> _Listed entries_
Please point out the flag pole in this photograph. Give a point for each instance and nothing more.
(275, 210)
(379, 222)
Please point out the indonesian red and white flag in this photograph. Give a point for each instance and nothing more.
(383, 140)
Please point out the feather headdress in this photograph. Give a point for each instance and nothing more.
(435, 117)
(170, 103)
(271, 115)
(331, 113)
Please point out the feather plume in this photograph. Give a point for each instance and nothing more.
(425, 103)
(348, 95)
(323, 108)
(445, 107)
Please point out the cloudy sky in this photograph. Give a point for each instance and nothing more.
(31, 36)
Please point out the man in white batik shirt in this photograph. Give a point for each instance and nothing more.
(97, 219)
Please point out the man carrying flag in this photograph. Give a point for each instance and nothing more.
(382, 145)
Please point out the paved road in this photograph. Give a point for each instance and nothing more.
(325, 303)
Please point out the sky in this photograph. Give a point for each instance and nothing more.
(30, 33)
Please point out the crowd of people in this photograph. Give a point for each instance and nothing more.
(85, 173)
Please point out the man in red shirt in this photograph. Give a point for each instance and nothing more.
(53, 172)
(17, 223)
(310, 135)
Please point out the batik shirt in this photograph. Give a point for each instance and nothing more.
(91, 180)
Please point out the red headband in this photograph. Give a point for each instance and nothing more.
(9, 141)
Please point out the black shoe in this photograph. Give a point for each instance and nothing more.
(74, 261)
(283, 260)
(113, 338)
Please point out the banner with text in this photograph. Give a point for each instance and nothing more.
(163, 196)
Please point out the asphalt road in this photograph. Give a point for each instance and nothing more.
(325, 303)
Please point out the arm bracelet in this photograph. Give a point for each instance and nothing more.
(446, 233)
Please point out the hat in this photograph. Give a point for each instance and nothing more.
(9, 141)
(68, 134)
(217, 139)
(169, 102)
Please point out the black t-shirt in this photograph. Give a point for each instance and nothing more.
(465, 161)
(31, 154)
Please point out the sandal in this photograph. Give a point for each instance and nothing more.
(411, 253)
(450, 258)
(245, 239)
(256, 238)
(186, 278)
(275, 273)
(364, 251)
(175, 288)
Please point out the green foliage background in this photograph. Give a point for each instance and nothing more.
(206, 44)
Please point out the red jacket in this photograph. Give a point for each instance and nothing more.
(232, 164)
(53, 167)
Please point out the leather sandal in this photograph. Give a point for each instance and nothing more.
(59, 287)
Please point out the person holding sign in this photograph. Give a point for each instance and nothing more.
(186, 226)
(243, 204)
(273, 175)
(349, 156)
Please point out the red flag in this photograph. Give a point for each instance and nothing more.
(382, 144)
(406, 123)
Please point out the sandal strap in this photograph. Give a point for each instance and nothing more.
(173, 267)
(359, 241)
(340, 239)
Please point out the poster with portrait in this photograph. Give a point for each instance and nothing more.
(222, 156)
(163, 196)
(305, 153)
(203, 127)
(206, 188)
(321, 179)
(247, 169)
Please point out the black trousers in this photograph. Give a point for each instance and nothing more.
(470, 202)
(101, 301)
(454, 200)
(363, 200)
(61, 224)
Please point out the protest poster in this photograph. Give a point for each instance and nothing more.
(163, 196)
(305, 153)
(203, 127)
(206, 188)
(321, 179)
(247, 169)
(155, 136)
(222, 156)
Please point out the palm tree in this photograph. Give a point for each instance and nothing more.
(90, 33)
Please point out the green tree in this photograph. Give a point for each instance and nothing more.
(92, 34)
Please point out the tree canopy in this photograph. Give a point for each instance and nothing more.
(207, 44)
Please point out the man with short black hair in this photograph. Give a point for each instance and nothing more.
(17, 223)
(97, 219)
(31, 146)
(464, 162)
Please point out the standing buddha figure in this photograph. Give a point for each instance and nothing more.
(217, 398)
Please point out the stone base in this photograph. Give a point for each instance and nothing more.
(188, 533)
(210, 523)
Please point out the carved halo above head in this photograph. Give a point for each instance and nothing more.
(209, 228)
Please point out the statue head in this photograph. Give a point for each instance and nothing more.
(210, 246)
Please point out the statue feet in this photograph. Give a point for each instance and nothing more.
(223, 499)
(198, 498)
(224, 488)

> _Requirement_
Copy the material above verbatim.

> _Result_
Please point out the flag pole in this photograph. Give a point for each instance and nothing more.
(275, 210)
(379, 222)
Please point out the indonesian red and white flag in this photograph. Give a point for each instance and nothing more.
(383, 140)
Please point out the feather headdress in this photograph. Give a point for each instance and nothing more.
(435, 117)
(170, 103)
(271, 115)
(331, 113)
Please point out the feather plume in this photograph. Give a point for each instance and nothing more.
(425, 103)
(348, 95)
(323, 108)
(445, 107)
Please point out the cloudy sky in this photograph. Give a point for each instance and nothing more.
(31, 36)
Please point out the man in white batik shirt in this photograph. Give a point for each instance and nothing more.
(97, 219)
Please point out the man carrying flag in this photograph. Give a point for each instance and nothing more.
(382, 145)
Please point out the paved road in this photograph. Give a point for each instance and nothing more.
(325, 303)
Please point out the sky in this photograph. Give a point for each instance and nothing more.
(30, 33)
Please point out the crowd of people in this photograph. Give a point for each instance and nothing more.
(85, 173)
Please point out the man in red shirt in this photograph. Give a point for each instance and nothing more.
(53, 172)
(17, 223)
(310, 135)
Please point out the batik shirt in this photograph. Give a point for each instance and nothing more.
(91, 180)
Please point out the red headband in this photograph. Give a point for each instance and nothing more.
(9, 141)
Please point out the black shoe in this photograph. Give a point for each instance and nothing more.
(74, 261)
(283, 260)
(113, 338)
Please point out the banner with text in this photograph. Give a point for each instance and nothing more.
(163, 196)
Please point out the asphalt road in this photograph. Give a point for each instance and nothing more.
(325, 303)
Please point out the arm bracelet in this photograph. Give a point for each instance and nothing more.
(446, 233)
Please point out the hat in this photograph. Give a point for each instance and nothing more.
(9, 141)
(68, 134)
(217, 139)
(169, 102)
Please point out the black t-shirt in this photograph. Give a point for each instance and nothing more.
(465, 161)
(31, 154)
Please point out the sandal in this photograph. Give a point for each instance and nothing more.
(411, 253)
(450, 258)
(245, 239)
(256, 238)
(186, 278)
(275, 273)
(364, 251)
(175, 288)
Please point out the green foliage background in this photograph. Give a point for each instance and nothing more.
(206, 44)
Please point out the red jacket in this photograph. Give a point for each instance and nothing more.
(232, 164)
(53, 167)
Please point out the leather sandal in this photograph. Give a point for each instance and nothing more.
(59, 287)
Please point out the person holding sign in this photograph. Give a point for each instance and nothing more.
(186, 226)
(243, 204)
(273, 175)
(349, 156)
Please point out the red flag in this photograph. Give a point for each instance and nothing more.
(382, 144)
(406, 123)
Please point out the sandal strap in this photograph. Give a point for each instance and nothing more.
(173, 267)
(359, 241)
(340, 239)
Please point out the poster with portrait in this photograph. Give a point for each instance and nothing more.
(222, 156)
(163, 196)
(305, 153)
(203, 127)
(206, 188)
(321, 179)
(247, 169)
Please point out the black trousers in this photograph. Give a point for each instance and nothing more.
(470, 202)
(101, 301)
(454, 200)
(363, 200)
(61, 224)
Please point out the protest poster in this photograph. Give a point for each instance and nothing more.
(163, 196)
(305, 153)
(203, 127)
(206, 188)
(321, 179)
(247, 169)
(155, 136)
(222, 156)
Please point out the palm tree in this photograph. Give a point for each instance and nothing more.
(90, 33)
Please point out the green tree in this photograph. Give a point for each instance and nothing more.
(92, 34)
Please point out the tree canopy in this photograph. Give a point for each instance and nothing more.
(207, 44)
Please point out the man with short black hair in this photograph. Give a point for each instance and nothing more.
(17, 223)
(97, 219)
(31, 146)
(464, 162)
Please point out the standing buddha figure in this photograph. Give a point for each instance and nothing more.
(217, 398)
Please point out the stone base in this photograph. Give a point for each instance and nothing more.
(188, 533)
(210, 523)
Please point out the carved halo above head in this photograph. Give a point for each instance and nothing more.
(209, 228)
Please point out the statue head in this photograph. Give a point for each instance and nothing more.
(210, 246)
Please point out the statue feet in this photograph. Give a point for each instance and nothing more.
(223, 499)
(198, 498)
(224, 488)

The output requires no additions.